§ Exercise aim:
Starting at the line below that contains "person in orange", print each line through the end of the records exactly as it appears.

Entries from a pointing dataset
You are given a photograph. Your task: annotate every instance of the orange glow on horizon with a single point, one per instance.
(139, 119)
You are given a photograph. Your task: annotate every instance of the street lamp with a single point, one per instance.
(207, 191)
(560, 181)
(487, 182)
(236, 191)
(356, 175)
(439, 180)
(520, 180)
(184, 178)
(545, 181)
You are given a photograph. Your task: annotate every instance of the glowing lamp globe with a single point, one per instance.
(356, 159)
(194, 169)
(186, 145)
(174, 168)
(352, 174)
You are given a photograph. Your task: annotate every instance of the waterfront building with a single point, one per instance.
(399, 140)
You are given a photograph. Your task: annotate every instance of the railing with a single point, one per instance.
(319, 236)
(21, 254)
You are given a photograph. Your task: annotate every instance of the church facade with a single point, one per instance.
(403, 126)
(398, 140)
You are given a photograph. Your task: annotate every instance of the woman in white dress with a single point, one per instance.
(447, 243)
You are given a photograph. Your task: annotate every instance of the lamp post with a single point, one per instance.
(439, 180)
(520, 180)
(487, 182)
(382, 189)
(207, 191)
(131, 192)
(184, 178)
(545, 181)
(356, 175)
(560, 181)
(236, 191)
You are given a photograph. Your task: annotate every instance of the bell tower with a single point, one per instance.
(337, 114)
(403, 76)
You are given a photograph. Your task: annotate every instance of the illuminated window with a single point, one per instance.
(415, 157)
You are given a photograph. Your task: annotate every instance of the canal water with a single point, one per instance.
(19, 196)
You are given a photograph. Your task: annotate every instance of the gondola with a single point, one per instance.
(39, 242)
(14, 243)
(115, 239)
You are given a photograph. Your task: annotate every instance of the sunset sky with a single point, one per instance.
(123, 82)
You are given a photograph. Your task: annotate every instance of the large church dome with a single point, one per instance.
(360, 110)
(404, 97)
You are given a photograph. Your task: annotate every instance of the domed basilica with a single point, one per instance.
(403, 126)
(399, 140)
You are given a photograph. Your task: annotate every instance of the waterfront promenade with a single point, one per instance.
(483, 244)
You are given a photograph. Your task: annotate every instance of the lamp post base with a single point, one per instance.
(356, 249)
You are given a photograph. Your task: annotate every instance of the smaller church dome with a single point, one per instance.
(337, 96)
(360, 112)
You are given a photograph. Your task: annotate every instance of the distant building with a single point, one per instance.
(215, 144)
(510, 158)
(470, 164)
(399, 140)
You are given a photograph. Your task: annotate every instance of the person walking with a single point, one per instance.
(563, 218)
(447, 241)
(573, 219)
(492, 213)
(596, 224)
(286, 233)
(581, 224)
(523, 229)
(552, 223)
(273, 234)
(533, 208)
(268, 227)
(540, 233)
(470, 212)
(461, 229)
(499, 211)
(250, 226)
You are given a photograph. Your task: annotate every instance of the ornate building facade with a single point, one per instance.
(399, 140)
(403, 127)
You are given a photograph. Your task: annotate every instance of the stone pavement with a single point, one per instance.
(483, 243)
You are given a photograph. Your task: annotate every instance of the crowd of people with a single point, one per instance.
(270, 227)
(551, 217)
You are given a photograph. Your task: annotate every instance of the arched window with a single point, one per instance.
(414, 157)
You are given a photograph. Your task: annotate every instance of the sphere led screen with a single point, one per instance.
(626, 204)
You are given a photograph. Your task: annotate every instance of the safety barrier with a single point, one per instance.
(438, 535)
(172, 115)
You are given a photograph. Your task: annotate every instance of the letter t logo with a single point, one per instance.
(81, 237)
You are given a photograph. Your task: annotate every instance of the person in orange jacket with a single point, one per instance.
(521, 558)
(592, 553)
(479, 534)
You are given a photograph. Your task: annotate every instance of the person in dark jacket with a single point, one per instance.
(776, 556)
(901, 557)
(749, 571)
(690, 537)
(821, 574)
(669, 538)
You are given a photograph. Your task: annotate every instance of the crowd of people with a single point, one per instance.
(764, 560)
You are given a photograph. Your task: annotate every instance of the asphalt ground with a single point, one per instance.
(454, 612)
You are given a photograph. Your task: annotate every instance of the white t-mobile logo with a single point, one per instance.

§ Result for this exercise:
You are given a photograph. Your task: annotate every instance of the person in orange jacket with a single point, one per instance.
(521, 558)
(592, 553)
(479, 534)
You are given a photograph. Your task: annotate every instance of the person in dark jacket with a single point, one per instance.
(776, 556)
(901, 557)
(749, 571)
(690, 537)
(821, 574)
(669, 538)
You are given a photograph. Your task: annotate every instance of the crowd of people with a single point, one per instance.
(764, 560)
You are given a photograph. Your task: annotate every instance of the asphalt ground with a single point, one per instance.
(454, 612)
You are given a photograph. Your task: annotate every instance of the white t-mobile logo with a single point, one per instance.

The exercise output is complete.